Items from a dataset

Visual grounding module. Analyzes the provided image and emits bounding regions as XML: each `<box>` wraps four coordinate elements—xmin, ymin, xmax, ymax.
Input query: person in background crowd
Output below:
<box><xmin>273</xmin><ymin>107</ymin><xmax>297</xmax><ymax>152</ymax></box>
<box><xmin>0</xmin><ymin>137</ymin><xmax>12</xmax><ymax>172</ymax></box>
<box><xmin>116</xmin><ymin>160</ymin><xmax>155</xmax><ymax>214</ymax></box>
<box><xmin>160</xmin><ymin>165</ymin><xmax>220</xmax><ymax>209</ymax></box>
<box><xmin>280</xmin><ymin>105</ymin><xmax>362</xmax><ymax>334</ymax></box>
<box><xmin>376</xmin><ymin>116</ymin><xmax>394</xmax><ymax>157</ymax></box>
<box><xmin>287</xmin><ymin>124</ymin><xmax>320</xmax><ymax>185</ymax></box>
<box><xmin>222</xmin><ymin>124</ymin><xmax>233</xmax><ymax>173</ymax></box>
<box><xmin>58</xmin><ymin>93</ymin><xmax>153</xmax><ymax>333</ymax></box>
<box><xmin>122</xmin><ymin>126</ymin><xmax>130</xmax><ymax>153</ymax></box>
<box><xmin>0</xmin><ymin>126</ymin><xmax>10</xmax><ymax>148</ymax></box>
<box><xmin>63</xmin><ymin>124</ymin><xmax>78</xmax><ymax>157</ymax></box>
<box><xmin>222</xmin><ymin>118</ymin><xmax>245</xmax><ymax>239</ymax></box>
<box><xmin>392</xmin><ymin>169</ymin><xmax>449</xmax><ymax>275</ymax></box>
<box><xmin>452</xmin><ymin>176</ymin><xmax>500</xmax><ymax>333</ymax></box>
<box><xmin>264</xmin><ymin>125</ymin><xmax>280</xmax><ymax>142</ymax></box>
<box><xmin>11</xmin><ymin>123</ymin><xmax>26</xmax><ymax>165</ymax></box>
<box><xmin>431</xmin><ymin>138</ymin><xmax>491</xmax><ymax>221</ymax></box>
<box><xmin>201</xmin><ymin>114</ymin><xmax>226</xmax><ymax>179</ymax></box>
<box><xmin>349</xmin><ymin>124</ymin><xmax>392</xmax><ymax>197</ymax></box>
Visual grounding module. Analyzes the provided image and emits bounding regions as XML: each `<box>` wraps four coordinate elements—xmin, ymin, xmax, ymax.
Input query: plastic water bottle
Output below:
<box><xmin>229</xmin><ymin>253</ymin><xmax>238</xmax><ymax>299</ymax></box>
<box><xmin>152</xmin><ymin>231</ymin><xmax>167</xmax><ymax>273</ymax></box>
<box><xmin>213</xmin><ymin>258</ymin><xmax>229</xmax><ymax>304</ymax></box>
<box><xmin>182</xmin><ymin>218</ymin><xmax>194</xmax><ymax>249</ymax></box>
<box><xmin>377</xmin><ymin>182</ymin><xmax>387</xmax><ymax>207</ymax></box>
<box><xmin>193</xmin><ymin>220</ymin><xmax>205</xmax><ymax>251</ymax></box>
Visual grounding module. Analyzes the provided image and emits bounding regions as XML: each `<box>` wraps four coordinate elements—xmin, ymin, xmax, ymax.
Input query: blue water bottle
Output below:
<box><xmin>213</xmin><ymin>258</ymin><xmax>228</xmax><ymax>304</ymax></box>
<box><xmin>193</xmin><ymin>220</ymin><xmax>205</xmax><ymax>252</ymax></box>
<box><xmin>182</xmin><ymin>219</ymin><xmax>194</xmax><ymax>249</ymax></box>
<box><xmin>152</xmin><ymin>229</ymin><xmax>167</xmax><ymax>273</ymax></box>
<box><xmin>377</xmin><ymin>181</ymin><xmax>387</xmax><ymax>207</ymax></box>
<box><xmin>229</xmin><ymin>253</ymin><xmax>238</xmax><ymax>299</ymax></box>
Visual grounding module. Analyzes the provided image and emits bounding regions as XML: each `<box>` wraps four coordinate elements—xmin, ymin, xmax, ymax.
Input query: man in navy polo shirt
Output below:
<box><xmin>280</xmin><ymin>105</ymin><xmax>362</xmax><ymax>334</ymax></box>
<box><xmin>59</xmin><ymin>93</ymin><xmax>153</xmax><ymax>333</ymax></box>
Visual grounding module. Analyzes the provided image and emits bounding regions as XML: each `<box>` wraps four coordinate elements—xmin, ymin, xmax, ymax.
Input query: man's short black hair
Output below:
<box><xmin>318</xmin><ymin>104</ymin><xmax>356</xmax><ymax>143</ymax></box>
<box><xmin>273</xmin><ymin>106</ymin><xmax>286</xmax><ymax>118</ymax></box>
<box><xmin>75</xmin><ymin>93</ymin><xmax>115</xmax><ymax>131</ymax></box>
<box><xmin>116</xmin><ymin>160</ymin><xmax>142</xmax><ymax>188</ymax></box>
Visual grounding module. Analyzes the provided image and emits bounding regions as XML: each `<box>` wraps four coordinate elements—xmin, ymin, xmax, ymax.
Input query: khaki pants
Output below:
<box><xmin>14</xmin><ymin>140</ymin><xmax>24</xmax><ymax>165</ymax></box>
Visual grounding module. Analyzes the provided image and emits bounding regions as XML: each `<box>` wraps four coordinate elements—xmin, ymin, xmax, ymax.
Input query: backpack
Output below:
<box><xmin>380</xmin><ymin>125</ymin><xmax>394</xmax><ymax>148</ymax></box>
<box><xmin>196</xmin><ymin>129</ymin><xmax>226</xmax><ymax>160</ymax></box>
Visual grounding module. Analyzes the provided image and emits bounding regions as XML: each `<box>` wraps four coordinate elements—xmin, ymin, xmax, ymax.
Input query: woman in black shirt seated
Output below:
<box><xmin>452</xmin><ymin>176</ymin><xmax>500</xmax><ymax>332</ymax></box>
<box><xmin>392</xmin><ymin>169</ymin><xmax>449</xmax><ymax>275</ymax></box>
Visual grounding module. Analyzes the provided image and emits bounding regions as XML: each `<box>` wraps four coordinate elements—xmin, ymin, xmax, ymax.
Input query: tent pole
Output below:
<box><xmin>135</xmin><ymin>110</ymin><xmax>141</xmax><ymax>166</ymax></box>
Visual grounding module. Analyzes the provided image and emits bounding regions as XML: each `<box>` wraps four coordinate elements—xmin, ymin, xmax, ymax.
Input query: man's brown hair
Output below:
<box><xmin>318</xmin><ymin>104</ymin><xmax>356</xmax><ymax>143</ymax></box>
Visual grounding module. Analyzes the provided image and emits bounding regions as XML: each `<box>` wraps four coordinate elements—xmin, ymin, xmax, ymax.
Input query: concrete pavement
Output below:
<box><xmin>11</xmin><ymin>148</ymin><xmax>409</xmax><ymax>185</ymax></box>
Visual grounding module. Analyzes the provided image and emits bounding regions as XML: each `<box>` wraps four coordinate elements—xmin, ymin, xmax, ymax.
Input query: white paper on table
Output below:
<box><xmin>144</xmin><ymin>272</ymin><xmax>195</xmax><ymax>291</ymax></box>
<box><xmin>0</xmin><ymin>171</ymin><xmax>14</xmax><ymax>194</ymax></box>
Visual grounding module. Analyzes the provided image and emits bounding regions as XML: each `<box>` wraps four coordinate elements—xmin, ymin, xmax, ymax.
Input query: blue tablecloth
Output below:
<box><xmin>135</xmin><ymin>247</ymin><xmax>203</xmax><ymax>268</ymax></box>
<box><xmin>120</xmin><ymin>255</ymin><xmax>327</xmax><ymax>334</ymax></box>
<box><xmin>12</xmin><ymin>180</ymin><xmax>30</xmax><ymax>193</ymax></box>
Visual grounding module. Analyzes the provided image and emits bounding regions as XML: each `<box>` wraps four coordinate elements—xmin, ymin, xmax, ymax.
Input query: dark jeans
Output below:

WHAT YOU SHOULD DO: How many lines of the listing contain the word "hair"? Reply with the number alone.

ANSWER FOR THE TASK: 2